PROVIDED DATA
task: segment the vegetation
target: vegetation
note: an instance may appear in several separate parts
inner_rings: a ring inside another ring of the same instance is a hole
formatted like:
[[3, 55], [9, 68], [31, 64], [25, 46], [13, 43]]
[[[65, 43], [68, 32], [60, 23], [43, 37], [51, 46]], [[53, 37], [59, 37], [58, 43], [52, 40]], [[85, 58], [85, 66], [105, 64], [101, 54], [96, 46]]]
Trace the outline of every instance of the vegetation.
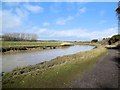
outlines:
[[57, 57], [51, 61], [16, 68], [3, 76], [3, 88], [70, 87], [106, 53], [99, 47], [90, 51]]
[[114, 44], [116, 42], [120, 41], [120, 34], [114, 35], [109, 39], [109, 44]]

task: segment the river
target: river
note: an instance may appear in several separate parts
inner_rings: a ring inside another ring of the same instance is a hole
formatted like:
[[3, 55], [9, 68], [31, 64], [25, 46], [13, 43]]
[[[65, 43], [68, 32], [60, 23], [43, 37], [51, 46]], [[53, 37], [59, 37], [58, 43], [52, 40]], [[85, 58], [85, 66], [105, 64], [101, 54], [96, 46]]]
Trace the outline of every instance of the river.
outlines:
[[94, 46], [70, 46], [67, 48], [57, 48], [51, 50], [21, 52], [14, 54], [2, 55], [2, 72], [12, 71], [16, 67], [22, 67], [26, 65], [33, 65], [43, 61], [49, 61], [58, 56], [75, 54], [81, 51], [87, 51], [93, 49]]

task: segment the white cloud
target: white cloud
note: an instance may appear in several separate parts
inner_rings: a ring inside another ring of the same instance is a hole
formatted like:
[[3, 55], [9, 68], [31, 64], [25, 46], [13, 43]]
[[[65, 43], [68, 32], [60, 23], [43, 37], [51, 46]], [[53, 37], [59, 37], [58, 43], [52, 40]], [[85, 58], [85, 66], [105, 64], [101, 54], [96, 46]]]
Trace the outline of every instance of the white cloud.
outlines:
[[106, 20], [100, 20], [99, 24], [105, 24], [106, 22]]
[[43, 8], [38, 5], [25, 4], [24, 7], [33, 13], [43, 12]]
[[[7, 3], [8, 4], [8, 3]], [[42, 12], [43, 8], [40, 6], [33, 6], [30, 4], [23, 4], [22, 6], [17, 6], [14, 4], [8, 4], [14, 6], [14, 8], [10, 9], [3, 9], [1, 11], [2, 16], [2, 31], [3, 33], [6, 31], [14, 31], [18, 29], [23, 29], [22, 27], [29, 26], [30, 23], [25, 24], [25, 22], [28, 22], [29, 15], [31, 13], [38, 13]]]
[[85, 7], [79, 8], [79, 13], [85, 13], [85, 12], [86, 12], [86, 8]]
[[39, 28], [36, 30], [40, 38], [49, 38], [49, 39], [60, 39], [71, 38], [74, 40], [92, 40], [92, 39], [102, 39], [106, 37], [111, 37], [117, 34], [117, 28], [108, 28], [101, 31], [90, 31], [86, 29], [71, 29], [71, 30], [48, 30], [46, 28]]
[[49, 25], [50, 25], [49, 22], [44, 22], [44, 23], [43, 23], [43, 26], [49, 26]]
[[104, 16], [105, 15], [105, 11], [102, 10], [102, 11], [99, 12], [99, 14], [100, 14], [100, 16]]
[[60, 18], [56, 21], [57, 25], [65, 25], [68, 21], [74, 19], [72, 16], [68, 16], [67, 18]]

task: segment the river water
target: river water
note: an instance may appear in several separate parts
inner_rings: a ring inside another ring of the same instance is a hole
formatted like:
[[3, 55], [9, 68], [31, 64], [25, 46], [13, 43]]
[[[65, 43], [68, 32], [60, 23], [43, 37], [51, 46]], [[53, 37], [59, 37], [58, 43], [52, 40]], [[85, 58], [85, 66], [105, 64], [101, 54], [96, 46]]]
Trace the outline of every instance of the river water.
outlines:
[[87, 51], [93, 49], [94, 46], [70, 46], [67, 48], [57, 48], [51, 50], [3, 54], [2, 55], [2, 72], [12, 71], [16, 67], [22, 67], [26, 65], [33, 65], [43, 61], [49, 61], [58, 56], [75, 54], [81, 51]]

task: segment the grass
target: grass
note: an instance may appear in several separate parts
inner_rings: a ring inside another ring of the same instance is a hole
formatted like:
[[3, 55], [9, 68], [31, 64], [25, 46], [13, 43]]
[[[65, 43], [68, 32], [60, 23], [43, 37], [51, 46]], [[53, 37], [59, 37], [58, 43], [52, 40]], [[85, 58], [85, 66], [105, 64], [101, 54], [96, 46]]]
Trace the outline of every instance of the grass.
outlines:
[[92, 45], [92, 46], [100, 46], [100, 43], [91, 43], [91, 42], [73, 42], [75, 45]]
[[16, 68], [3, 76], [3, 88], [71, 87], [95, 65], [107, 50], [99, 47], [90, 51], [57, 57], [51, 61]]
[[60, 44], [61, 42], [3, 41], [0, 47], [58, 46]]

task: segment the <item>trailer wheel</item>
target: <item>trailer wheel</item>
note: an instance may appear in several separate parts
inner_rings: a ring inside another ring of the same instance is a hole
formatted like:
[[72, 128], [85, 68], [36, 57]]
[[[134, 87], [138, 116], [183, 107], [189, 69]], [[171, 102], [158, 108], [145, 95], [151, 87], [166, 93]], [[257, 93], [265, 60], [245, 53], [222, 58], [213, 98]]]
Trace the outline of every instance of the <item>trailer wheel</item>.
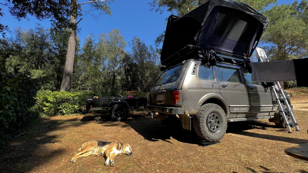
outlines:
[[115, 121], [121, 121], [127, 116], [128, 111], [126, 107], [120, 104], [113, 106], [109, 113], [111, 120]]
[[193, 126], [198, 135], [207, 140], [218, 142], [227, 130], [227, 117], [221, 107], [213, 103], [201, 106], [193, 119]]

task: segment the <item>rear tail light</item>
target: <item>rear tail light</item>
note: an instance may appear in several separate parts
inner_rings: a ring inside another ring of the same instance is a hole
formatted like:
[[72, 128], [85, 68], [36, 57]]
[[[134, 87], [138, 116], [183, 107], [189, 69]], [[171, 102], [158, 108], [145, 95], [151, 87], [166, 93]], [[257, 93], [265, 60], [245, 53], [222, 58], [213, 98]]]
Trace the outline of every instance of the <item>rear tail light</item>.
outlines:
[[174, 105], [181, 105], [182, 104], [181, 99], [181, 91], [176, 90], [173, 91], [172, 100]]

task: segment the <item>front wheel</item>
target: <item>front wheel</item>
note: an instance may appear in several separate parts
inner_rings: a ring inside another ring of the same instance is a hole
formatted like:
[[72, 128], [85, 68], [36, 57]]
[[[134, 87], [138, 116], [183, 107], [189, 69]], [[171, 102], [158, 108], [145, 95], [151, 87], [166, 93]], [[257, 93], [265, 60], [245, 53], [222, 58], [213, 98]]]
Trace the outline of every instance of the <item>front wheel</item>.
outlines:
[[193, 119], [193, 126], [198, 135], [207, 140], [218, 142], [227, 130], [227, 117], [221, 107], [214, 103], [201, 106]]
[[128, 110], [126, 107], [120, 104], [115, 104], [110, 109], [109, 114], [112, 121], [121, 121], [127, 116]]

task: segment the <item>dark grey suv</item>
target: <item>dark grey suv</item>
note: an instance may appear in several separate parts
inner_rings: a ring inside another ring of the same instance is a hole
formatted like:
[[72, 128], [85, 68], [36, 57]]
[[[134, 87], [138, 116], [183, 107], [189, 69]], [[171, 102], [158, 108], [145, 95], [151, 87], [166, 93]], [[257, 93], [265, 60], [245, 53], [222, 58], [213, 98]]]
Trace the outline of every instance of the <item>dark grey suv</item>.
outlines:
[[150, 92], [153, 117], [169, 125], [181, 120], [212, 142], [223, 137], [228, 121], [267, 119], [284, 127], [271, 90], [249, 73], [269, 23], [231, 0], [207, 0], [183, 16], [170, 16], [160, 57], [165, 69]]
[[184, 61], [161, 74], [150, 100], [148, 107], [156, 119], [168, 125], [182, 120], [183, 127], [190, 130], [192, 117], [198, 135], [211, 141], [222, 138], [227, 122], [271, 119], [284, 127], [270, 88], [252, 81], [251, 74], [238, 65]]

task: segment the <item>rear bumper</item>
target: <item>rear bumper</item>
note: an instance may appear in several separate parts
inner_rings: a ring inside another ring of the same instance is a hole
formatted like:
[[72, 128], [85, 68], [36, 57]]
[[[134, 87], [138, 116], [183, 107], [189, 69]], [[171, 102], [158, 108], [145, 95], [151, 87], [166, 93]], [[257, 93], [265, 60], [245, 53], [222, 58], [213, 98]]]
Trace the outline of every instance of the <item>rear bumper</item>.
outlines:
[[171, 107], [164, 106], [148, 105], [148, 109], [151, 111], [167, 114], [181, 115], [184, 114], [184, 111], [183, 108], [182, 107]]

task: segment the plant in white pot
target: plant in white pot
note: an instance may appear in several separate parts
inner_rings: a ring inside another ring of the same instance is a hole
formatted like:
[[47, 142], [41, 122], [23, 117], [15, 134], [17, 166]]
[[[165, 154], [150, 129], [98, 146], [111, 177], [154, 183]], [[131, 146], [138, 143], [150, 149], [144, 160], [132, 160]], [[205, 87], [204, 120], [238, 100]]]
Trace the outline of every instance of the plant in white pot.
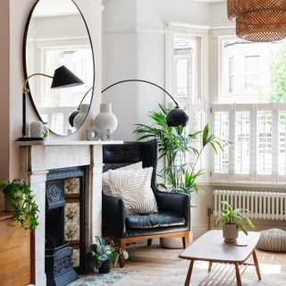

AIM OF THE EXERCISE
Locate each line in the items above that contains the string "cloud", and copy those lines out in full.

FINISHED ANSWER
task: segment the white cloud
target: white cloud
Trace the outline of every instance of the white cloud.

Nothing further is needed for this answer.